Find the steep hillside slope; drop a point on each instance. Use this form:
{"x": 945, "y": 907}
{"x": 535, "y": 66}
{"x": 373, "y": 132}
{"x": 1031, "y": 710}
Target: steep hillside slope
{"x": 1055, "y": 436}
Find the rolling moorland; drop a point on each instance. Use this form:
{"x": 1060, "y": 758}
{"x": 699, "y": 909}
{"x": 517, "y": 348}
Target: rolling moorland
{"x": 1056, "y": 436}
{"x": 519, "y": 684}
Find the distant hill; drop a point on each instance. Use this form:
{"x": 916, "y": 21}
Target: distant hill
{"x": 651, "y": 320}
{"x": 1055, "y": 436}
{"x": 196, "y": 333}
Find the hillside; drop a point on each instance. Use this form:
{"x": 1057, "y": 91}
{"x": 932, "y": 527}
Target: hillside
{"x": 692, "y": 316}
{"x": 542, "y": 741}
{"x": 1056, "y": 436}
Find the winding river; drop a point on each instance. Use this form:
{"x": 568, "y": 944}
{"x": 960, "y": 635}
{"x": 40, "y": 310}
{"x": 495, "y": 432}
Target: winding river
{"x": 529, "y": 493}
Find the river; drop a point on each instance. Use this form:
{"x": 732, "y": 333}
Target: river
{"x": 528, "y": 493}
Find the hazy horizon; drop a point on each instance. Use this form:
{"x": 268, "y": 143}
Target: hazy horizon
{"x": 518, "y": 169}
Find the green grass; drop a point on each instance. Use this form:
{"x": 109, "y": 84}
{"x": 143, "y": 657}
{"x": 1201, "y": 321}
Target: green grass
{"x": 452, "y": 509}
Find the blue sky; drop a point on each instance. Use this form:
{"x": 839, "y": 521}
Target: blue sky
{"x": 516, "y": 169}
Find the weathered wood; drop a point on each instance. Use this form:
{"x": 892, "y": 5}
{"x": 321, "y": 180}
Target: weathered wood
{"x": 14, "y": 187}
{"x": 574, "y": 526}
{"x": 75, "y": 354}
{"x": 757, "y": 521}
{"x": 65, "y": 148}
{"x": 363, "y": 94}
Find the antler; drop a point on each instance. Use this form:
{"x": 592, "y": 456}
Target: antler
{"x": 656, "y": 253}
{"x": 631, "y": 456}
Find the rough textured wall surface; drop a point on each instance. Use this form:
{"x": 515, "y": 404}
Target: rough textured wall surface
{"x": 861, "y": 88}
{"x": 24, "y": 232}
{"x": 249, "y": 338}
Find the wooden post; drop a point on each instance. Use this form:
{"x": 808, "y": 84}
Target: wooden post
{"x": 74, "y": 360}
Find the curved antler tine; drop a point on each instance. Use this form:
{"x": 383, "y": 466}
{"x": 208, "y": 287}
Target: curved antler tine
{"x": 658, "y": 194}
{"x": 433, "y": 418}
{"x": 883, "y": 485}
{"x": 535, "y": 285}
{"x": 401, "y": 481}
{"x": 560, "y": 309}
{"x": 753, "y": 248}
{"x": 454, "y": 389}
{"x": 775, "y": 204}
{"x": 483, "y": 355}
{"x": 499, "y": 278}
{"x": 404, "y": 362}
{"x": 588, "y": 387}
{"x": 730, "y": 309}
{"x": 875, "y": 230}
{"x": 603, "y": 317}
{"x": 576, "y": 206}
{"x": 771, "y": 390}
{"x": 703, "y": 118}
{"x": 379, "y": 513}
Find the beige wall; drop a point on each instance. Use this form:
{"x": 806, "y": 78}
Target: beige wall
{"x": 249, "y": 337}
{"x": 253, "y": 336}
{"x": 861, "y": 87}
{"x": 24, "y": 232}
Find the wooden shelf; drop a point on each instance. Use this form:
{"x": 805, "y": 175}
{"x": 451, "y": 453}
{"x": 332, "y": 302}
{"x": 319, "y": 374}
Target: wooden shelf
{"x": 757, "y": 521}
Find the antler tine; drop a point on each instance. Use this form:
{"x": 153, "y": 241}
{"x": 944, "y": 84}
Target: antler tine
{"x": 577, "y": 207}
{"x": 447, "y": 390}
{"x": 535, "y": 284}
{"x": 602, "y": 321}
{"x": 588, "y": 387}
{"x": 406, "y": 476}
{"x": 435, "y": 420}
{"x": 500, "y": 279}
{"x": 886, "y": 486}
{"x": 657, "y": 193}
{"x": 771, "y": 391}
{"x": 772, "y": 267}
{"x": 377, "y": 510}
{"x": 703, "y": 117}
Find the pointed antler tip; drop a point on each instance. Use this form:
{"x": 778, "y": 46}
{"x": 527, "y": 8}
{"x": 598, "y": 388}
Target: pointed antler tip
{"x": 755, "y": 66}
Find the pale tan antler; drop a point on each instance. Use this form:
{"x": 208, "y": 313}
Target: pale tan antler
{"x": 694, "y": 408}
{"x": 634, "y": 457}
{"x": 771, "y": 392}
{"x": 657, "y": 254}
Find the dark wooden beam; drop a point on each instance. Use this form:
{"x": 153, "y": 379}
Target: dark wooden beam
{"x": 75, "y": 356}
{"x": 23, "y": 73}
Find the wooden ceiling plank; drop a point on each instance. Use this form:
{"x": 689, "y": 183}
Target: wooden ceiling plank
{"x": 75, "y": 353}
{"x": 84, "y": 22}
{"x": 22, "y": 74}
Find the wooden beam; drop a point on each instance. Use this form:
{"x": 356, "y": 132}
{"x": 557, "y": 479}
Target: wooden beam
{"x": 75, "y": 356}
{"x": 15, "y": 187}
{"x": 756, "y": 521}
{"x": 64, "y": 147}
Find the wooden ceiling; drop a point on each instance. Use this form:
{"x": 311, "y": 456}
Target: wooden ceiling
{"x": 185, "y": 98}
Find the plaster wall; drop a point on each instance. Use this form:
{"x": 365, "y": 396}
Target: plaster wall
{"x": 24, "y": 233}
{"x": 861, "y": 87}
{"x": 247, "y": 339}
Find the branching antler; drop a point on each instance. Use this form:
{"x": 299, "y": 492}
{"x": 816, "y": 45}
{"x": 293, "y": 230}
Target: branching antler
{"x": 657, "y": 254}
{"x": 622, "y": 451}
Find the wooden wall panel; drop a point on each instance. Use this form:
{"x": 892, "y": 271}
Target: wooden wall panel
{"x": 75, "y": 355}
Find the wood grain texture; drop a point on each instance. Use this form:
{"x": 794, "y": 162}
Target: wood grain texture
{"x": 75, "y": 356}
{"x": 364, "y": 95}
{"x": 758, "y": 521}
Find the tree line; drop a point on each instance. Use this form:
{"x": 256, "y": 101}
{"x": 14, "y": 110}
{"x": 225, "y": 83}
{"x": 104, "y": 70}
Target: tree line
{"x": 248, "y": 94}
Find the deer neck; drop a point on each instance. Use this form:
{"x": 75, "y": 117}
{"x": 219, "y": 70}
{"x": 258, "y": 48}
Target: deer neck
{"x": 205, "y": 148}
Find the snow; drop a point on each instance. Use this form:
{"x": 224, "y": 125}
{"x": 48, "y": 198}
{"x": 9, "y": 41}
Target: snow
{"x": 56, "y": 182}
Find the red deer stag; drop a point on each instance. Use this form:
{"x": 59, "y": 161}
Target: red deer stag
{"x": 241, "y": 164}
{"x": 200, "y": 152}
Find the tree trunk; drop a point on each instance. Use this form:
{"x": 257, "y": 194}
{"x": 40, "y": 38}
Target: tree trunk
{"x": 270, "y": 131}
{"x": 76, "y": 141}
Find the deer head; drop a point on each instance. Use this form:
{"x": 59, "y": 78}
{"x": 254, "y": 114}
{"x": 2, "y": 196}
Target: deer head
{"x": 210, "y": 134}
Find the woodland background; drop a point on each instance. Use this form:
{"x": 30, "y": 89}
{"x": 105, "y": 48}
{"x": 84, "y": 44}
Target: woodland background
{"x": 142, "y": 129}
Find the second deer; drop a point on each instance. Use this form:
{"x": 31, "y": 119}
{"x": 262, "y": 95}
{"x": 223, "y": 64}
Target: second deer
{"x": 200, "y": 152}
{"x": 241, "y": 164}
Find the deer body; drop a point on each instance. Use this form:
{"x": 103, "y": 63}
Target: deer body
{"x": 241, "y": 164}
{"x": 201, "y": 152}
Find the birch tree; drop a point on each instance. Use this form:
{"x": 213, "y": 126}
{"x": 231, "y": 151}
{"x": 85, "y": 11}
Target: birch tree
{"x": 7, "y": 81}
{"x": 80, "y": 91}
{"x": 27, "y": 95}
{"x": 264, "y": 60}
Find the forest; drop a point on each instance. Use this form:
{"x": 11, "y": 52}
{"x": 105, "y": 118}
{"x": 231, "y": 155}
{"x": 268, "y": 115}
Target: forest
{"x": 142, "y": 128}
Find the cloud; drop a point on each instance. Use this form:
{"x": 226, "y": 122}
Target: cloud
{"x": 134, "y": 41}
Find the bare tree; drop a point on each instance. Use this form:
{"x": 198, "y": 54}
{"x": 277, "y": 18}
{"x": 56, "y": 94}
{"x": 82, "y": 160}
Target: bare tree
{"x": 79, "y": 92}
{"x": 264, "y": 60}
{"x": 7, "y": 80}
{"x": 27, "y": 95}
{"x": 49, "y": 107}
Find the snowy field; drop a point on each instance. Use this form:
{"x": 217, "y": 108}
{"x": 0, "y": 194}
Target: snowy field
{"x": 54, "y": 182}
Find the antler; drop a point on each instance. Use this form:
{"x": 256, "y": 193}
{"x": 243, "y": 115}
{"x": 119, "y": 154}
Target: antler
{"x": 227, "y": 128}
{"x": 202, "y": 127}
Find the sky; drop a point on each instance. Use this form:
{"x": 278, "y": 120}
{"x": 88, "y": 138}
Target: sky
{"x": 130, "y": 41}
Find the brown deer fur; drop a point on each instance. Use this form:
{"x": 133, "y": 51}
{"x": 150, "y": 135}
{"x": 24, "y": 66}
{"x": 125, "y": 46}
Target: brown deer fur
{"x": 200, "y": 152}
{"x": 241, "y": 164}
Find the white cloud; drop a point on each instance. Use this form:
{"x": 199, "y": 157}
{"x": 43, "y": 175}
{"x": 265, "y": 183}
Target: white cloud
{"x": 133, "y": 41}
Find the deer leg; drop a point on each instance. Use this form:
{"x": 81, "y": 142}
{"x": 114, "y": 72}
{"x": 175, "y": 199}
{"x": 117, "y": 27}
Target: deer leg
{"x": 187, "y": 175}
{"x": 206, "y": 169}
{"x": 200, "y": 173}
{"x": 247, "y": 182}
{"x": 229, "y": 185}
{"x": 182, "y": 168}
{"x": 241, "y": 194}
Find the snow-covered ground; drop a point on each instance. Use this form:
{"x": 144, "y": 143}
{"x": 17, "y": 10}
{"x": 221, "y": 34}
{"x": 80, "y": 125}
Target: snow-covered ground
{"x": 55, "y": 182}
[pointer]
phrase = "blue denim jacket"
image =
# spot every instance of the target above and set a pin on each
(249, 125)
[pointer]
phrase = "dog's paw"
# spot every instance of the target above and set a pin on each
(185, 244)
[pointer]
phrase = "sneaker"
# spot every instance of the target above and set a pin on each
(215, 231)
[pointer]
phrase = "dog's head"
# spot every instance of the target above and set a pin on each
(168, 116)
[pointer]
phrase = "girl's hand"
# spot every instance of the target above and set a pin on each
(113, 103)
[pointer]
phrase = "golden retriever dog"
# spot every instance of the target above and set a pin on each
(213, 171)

Given instruction. Beginning at the line where "Find the sky;" appears, extract each line through the end of the data above; keep them exact and include nothing else.

Right answer.
Find the sky; drop a point on each instance. Use this form:
{"x": 278, "y": 120}
{"x": 88, "y": 138}
Target: sky
{"x": 130, "y": 41}
Find the brown deer fur; drop a point on each instance. Use this form:
{"x": 133, "y": 51}
{"x": 150, "y": 135}
{"x": 24, "y": 66}
{"x": 125, "y": 46}
Target: brown deer fur
{"x": 200, "y": 152}
{"x": 241, "y": 164}
Find the white cloud; drop a point on each instance. Use this form:
{"x": 199, "y": 157}
{"x": 43, "y": 175}
{"x": 265, "y": 183}
Target: white cloud
{"x": 133, "y": 41}
Find the deer leg; drop a point on each instance. Use this form:
{"x": 81, "y": 142}
{"x": 114, "y": 72}
{"x": 175, "y": 199}
{"x": 117, "y": 27}
Target: deer leg
{"x": 187, "y": 175}
{"x": 206, "y": 169}
{"x": 200, "y": 173}
{"x": 247, "y": 182}
{"x": 229, "y": 185}
{"x": 182, "y": 168}
{"x": 241, "y": 194}
Find the snow-covered ground; drop a point on each instance. Use this form:
{"x": 144, "y": 143}
{"x": 17, "y": 10}
{"x": 221, "y": 34}
{"x": 80, "y": 125}
Target: snow-covered ground
{"x": 55, "y": 182}
[pointer]
phrase = "blue denim jacket"
image =
# spot every instance of the target above and set a pin on each
(249, 125)
[pointer]
phrase = "dog's paw"
# spot every instance of the target above and set a pin on each
(185, 244)
[pointer]
phrase = "sneaker"
# spot every instance of the target above and set a pin on each
(215, 231)
[pointer]
phrase = "dog's head"
# spot every instance of the target above and set a pin on each
(168, 116)
[pointer]
phrase = "girl's hand"
# spot every instance of the target above and set a pin on each
(113, 103)
[pointer]
phrase = "golden retriever dog"
# spot every instance of the target above and set a pin on each
(213, 171)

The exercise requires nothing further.